(Region pointing data)
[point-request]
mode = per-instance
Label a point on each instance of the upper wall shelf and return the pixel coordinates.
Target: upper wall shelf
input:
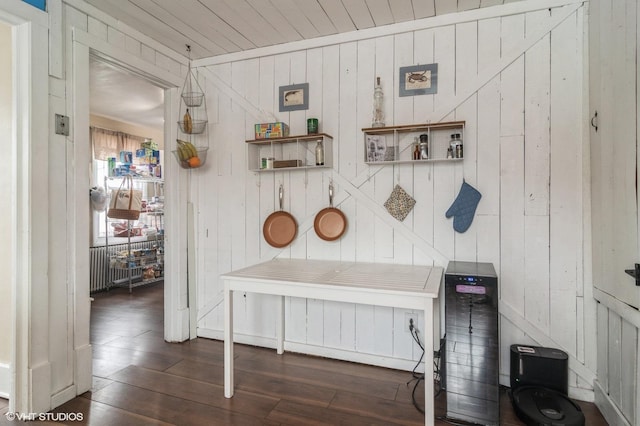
(397, 144)
(290, 153)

### What you have to do
Retype the records above line for line and exactly, omitting their pictures.

### Response to the task
[point-request]
mode = per-instance
Label a point on each instance of the upper wall shelf and return the pixel coordinates.
Target: upper wall shelf
input:
(397, 144)
(290, 153)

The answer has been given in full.